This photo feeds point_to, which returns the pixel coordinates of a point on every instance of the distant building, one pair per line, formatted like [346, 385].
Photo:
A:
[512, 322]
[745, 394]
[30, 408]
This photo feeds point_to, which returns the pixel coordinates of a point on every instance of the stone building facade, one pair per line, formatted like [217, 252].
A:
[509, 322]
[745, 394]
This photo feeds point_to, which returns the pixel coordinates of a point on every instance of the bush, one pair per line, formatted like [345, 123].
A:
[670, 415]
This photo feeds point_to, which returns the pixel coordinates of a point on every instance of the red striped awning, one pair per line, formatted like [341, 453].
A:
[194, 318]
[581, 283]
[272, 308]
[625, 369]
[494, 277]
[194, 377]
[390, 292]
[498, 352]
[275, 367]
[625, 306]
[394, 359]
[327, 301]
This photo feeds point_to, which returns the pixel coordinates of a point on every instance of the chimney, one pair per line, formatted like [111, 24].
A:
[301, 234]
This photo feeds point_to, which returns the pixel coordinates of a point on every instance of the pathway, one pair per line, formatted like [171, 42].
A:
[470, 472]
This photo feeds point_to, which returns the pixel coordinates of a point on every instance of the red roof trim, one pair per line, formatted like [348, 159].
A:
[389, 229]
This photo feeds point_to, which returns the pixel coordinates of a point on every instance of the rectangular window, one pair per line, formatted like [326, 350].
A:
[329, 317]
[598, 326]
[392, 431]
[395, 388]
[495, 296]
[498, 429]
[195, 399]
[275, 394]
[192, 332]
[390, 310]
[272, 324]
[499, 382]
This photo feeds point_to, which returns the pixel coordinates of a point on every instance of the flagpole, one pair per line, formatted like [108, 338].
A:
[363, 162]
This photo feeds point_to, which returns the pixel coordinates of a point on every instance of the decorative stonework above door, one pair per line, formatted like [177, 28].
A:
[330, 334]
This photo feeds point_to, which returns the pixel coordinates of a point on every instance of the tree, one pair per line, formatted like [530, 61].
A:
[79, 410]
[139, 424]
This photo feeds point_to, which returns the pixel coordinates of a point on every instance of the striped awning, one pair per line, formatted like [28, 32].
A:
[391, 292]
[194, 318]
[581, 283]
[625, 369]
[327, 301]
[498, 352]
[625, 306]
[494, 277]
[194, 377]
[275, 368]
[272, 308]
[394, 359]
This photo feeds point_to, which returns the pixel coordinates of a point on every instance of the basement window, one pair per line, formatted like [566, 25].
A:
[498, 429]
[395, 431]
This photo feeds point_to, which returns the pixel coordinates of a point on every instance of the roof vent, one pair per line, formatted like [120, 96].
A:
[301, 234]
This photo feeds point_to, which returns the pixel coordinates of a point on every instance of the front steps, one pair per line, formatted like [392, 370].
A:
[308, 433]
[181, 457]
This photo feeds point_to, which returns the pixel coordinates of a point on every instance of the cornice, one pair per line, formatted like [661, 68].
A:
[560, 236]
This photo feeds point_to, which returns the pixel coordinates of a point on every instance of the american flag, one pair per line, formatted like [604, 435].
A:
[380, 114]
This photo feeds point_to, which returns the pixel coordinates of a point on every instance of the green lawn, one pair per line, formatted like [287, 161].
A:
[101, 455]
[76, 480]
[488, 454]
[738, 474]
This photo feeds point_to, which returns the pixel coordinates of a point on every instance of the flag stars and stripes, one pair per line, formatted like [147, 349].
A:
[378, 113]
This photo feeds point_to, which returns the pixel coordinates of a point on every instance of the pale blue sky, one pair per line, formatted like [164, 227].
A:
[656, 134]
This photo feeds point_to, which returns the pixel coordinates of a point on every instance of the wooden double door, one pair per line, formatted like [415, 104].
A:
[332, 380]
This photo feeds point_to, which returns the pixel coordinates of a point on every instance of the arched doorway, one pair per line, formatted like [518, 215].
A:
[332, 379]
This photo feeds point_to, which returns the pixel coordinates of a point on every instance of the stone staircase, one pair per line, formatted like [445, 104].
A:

= = = = =

YOUR ASSIGNMENT:
From the entries above, copy each line holding "window".

EXERCISE RESULT:
This photo feeds point_to, which returns the pixel coordinates of a point on every instance of the rectangular window, one pair per line, formatted like [326, 350].
This photo feeds point_to, which returns the pixel coordinates of a point on every instance of the basement window, one pair per line, formatted like [566, 25].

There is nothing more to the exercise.